> Brief 1
In the R CSV question, what analysis does the poster plan to run on the data?
> Brief 2
Condense the paragraph of the R CSV question that starts "I am a beginner in R" into a short bulleted list that keeps its main facts.
> Brief 3
Carry on the R CSV question from its last line.

───── Extracted text

Search code examples
rdataframecsvnumber-formatting

R won't read in numeric values of CSV in data frame


I am a beginner in R, so please bear with me! I have a csv read into R, it shows the relative abundance of different species at 9 sites. I am trying to get a summation of the rows, however R will not read the numerical values as such, which is going to lead to more issues as I try to run an NMDS ordination analysis. Here are some details about my data:

class(MSBees.spp)

[1] "data.frame"

First few rows of what str() prints:

str(MSBees.spp)  

'data.frame':   9 obs. of  29 variables:  
 $ X     : chr  "Site 1" "Site 2" "Site 3" "Site 4" ...  
 $ COLALG: num  0.02013 0.00997 0 0 0 ...  
 $ COLCAL: num  0 0 0 0 0 0 0 0 0  
 $ COLCON: num  0 0 0 0 0 0 0.00339 0 0  
 $ COLFUL: num  0 0 0 0 0 0.00361 0 0 0  
 $ COLOBS: num  0.00671 0.00664 0.00755 0.00292 0 ... 

What my code looks like so far:

MSBees.spp <- read.csv("data_transposed.csv", header = TRUE)

──────────
───── Provided data

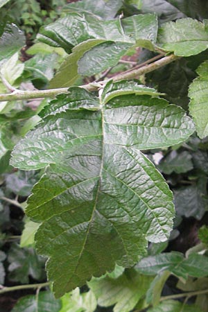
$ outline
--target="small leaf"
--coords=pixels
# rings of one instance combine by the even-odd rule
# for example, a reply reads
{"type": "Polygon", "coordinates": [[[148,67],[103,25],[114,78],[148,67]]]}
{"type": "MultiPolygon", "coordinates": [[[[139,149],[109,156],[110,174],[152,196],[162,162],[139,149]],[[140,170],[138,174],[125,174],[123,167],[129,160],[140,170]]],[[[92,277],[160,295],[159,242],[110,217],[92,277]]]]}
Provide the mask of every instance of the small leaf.
{"type": "Polygon", "coordinates": [[[88,286],[101,306],[115,304],[114,312],[129,312],[144,297],[152,278],[137,274],[134,270],[125,272],[116,279],[108,277],[92,279],[88,286]]]}
{"type": "Polygon", "coordinates": [[[207,178],[200,177],[193,183],[193,185],[174,190],[175,209],[180,216],[193,216],[201,220],[208,209],[207,178]]]}
{"type": "Polygon", "coordinates": [[[96,5],[94,1],[83,0],[73,3],[67,4],[63,8],[64,12],[77,12],[97,15],[103,19],[113,19],[118,10],[122,6],[122,0],[97,0],[96,5]]]}
{"type": "Polygon", "coordinates": [[[197,69],[199,77],[189,87],[190,113],[196,123],[198,136],[202,139],[208,135],[208,61],[203,62],[197,69]]]}
{"type": "Polygon", "coordinates": [[[184,304],[175,300],[165,300],[158,306],[149,309],[148,312],[202,312],[194,304],[184,304]]]}
{"type": "Polygon", "coordinates": [[[191,159],[191,155],[187,151],[178,153],[176,150],[172,150],[159,162],[158,168],[168,175],[172,172],[183,173],[193,168],[191,159]]]}
{"type": "Polygon", "coordinates": [[[24,45],[24,33],[16,25],[0,26],[0,61],[10,58],[24,45]]]}
{"type": "Polygon", "coordinates": [[[62,309],[59,312],[94,312],[97,300],[92,291],[80,293],[76,288],[61,297],[62,309]]]}
{"type": "Polygon", "coordinates": [[[8,252],[9,277],[12,281],[21,284],[29,282],[29,276],[39,280],[44,277],[44,259],[37,256],[33,248],[21,248],[13,244],[8,252]]]}
{"type": "Polygon", "coordinates": [[[190,18],[165,23],[158,31],[157,44],[178,56],[198,54],[208,48],[207,26],[190,18]]]}
{"type": "Polygon", "coordinates": [[[188,275],[201,277],[207,275],[208,257],[191,254],[186,259],[180,252],[164,252],[142,259],[135,268],[147,275],[167,270],[184,279],[187,279],[188,275]]]}
{"type": "Polygon", "coordinates": [[[24,229],[21,235],[20,247],[28,247],[33,245],[35,242],[35,234],[39,227],[39,223],[35,223],[26,218],[24,229]]]}
{"type": "Polygon", "coordinates": [[[51,291],[41,291],[20,298],[11,312],[59,312],[60,300],[55,300],[51,291]]]}
{"type": "Polygon", "coordinates": [[[10,0],[0,0],[0,8],[2,8],[5,4],[6,4],[10,0]]]}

──────────

> Written response 1
An NMDS ordination analysis.

> Written response 2
- The poster is new to R.
- A CSV has been read into R showing the relative abundance of different species at 9 sites.
- The goal is to sum the rows, but R does not read the values as numeric.
- This is expected to cause more problems when running an NMDS ordination analysis.

> Written response 3
MSBees.env <- read.csv("data_transposed.env.csv", header = TRUE, row.names = 1)   
MSBees_PA.spp <- read.csv("data_transposed.csv", header = TRUE, row.names = 1)  
MSBees_abund.spp <- read.csv("data_transposed.csv", header = TRUE, row.names = 1)   
sum.of.rows <- apply(MSBees.spp, 1, sum) 

which returns:
Error in FUN(newX[, i], ...) : invalid 'type' (character) of argument

I have tried to coerce them to be numeric with:

as.numeric (MSBees.spp)

and

data.frame(lapply(MSBees.spp [2:9, 2:29], as.numeric)) 

but no luck in being able to run the apply() function successfully.
Am I sure I am just not reading the csv in properly or coercing them properly, but just can't get it right. Any tips? Please and thank you!


Solution

  • The row wise sum

    apply(MSBees.spp, 1, sum) 
    

    is an issue because the first column based on the str is character.

    $ X     : chr  "Site 1" "Site 2" "Site 3" "Site 4" ...  
    

    We need to exclude the first column

    apply(MSBees.spp[-1], 1, sum) 
    

    and get the sum or use vectorized rowSums

    rowSums(MSBees.spp[-1], na.rm = TRUE)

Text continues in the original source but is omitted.